===== Study material =====

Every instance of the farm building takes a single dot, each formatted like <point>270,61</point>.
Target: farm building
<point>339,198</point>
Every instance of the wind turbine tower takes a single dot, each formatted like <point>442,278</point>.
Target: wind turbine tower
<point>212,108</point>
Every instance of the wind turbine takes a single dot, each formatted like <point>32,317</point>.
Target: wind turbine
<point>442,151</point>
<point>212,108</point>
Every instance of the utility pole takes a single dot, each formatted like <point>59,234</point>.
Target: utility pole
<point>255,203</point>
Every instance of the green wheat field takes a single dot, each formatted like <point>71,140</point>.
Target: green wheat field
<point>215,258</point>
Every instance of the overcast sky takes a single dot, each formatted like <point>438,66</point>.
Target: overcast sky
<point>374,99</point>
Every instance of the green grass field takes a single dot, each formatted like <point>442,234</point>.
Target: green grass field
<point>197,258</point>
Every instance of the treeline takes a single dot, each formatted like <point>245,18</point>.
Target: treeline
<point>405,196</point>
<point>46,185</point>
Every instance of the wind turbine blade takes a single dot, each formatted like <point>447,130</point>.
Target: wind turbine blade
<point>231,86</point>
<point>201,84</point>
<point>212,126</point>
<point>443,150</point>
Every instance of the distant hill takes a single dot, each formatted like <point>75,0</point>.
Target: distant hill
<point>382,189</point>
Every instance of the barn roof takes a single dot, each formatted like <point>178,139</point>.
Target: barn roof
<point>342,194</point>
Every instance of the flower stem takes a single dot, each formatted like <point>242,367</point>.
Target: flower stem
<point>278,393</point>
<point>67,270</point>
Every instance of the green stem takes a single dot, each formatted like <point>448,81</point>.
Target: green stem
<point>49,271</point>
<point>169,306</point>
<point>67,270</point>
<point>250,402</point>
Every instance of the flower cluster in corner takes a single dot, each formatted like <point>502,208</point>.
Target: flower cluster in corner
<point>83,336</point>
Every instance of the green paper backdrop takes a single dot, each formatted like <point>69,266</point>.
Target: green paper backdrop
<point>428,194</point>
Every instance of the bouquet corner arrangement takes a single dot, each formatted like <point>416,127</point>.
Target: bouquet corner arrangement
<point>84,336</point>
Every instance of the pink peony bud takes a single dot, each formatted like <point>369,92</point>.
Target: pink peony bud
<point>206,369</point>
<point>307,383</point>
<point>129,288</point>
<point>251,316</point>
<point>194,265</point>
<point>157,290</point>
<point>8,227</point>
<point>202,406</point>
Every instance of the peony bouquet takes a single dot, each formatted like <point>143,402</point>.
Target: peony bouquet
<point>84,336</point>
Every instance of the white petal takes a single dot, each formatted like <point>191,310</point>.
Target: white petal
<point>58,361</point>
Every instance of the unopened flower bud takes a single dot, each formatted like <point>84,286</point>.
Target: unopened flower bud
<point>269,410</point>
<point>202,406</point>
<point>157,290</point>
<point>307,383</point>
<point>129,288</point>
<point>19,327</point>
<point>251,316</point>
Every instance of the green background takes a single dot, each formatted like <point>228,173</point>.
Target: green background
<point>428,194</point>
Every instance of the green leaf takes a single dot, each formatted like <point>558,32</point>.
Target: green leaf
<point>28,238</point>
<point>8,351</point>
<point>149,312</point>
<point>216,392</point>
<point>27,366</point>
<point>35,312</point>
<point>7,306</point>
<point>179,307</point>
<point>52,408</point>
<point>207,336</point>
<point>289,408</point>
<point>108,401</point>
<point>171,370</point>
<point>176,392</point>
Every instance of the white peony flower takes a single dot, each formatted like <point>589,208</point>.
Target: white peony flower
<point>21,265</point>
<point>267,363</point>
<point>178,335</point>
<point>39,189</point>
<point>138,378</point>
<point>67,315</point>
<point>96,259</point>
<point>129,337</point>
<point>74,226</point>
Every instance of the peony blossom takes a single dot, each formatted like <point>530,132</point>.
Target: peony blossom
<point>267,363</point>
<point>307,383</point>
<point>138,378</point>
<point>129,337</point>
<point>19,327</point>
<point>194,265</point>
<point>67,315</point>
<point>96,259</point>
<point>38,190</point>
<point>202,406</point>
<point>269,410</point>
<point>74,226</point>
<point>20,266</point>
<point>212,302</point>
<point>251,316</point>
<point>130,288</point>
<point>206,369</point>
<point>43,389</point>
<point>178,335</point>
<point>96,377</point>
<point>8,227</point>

=====

Task item. Every record here must be output exactly, word for word.

Answer to the problem.
Every instance of the farm building takes a single dot, each formatted like <point>270,61</point>.
Target: farm building
<point>339,198</point>
Every instance of the wind turbine tower takes a single dot, each formatted like <point>442,278</point>.
Target: wind turbine tower
<point>212,108</point>
Every instance of the wind turbine takes a single dot, each formatted like <point>32,317</point>.
Target: wind turbine
<point>442,151</point>
<point>212,108</point>
Every instance of the utility pole takes a single dot, each formatted like <point>59,234</point>.
Target: utility pole
<point>255,203</point>
Every instance of the green wheat field takes a single dot, each formatted like <point>71,140</point>.
Target: green wheat field
<point>215,258</point>
Every instance of the overcast sky takes a single dot, each formatted like <point>438,66</point>.
Target: overcast sky
<point>374,99</point>
Every instance of the green grass field takes a single dot, each formatted like <point>442,234</point>.
Target: green grass field
<point>197,258</point>
Every instance of the treeline takes a single dot, each formatted like <point>245,18</point>.
Target: treeline
<point>405,196</point>
<point>46,185</point>
Every instance of the wind turbine blade takes a single dot, each formatted like <point>447,130</point>.
Target: wind turbine blade
<point>231,86</point>
<point>201,84</point>
<point>212,126</point>
<point>443,150</point>
Every instance of the distant hill takes a single dot, each formatted like <point>75,0</point>.
Target: distant hill
<point>382,189</point>
Every instance of the barn roof takes a single dot, each formatted like <point>178,139</point>.
Target: barn roof
<point>342,194</point>
Every instance of the flower stem takes a single dot, each formatted like <point>242,367</point>.
Target: flower stem
<point>278,393</point>
<point>67,270</point>
Every instance of the green stem takes a single dot, each formatted like <point>448,81</point>.
Target: green stem
<point>49,271</point>
<point>169,306</point>
<point>67,270</point>
<point>250,402</point>
Every instance of the flower cluster in corner takes a single dot, each formatted like <point>502,208</point>.
Target: flower cluster in corner
<point>83,336</point>
Every instance of the green paper backdrop takes a single dot, each formatted like <point>69,266</point>.
Target: green paper backdrop
<point>428,194</point>
Every instance of the bouquet corner arrangement takes a single dot, each formatted like <point>416,127</point>.
Target: bouquet corner arrangement
<point>84,336</point>
Every instance of the pink peony bud takes a single dot, each formatted like <point>369,92</point>.
Target: pink peony bud
<point>206,369</point>
<point>307,383</point>
<point>129,288</point>
<point>251,316</point>
<point>194,265</point>
<point>157,290</point>
<point>8,227</point>
<point>202,406</point>
Every instance of the peony bouquet takes a single dot, each formatted like <point>143,402</point>.
Target: peony bouquet
<point>84,336</point>
Every instance of the white petal takes a single dot, each formatted like <point>191,310</point>.
Target: white petal
<point>58,361</point>
Every instance of the unopened flower bud takes a single dot, each formatted like <point>84,286</point>.
Target: unopened flower bud
<point>269,410</point>
<point>202,406</point>
<point>157,290</point>
<point>307,383</point>
<point>129,288</point>
<point>19,327</point>
<point>251,316</point>
Every instance of the green background takes a single dot, each formatted like <point>228,173</point>.
Target: green background
<point>428,194</point>
Every instance of the green leaf takes a single dot, each formatted like <point>558,32</point>.
Target: green leaf
<point>28,238</point>
<point>8,351</point>
<point>149,312</point>
<point>216,392</point>
<point>27,366</point>
<point>35,312</point>
<point>7,306</point>
<point>179,307</point>
<point>52,408</point>
<point>207,336</point>
<point>289,408</point>
<point>108,401</point>
<point>171,370</point>
<point>176,392</point>
Every instance of the white peony flower takes a single dot, each formatted like <point>589,208</point>.
Target: white peony flower
<point>21,265</point>
<point>267,363</point>
<point>178,335</point>
<point>39,189</point>
<point>138,378</point>
<point>67,315</point>
<point>96,259</point>
<point>129,337</point>
<point>74,226</point>
Every instance of the peony blossom takes a single dot, each formatted like <point>530,132</point>.
Target: peony blossom
<point>267,363</point>
<point>307,383</point>
<point>138,378</point>
<point>129,337</point>
<point>19,327</point>
<point>194,265</point>
<point>67,315</point>
<point>96,259</point>
<point>38,190</point>
<point>202,406</point>
<point>269,410</point>
<point>74,226</point>
<point>20,266</point>
<point>212,302</point>
<point>251,316</point>
<point>130,288</point>
<point>206,369</point>
<point>43,389</point>
<point>178,335</point>
<point>96,377</point>
<point>8,227</point>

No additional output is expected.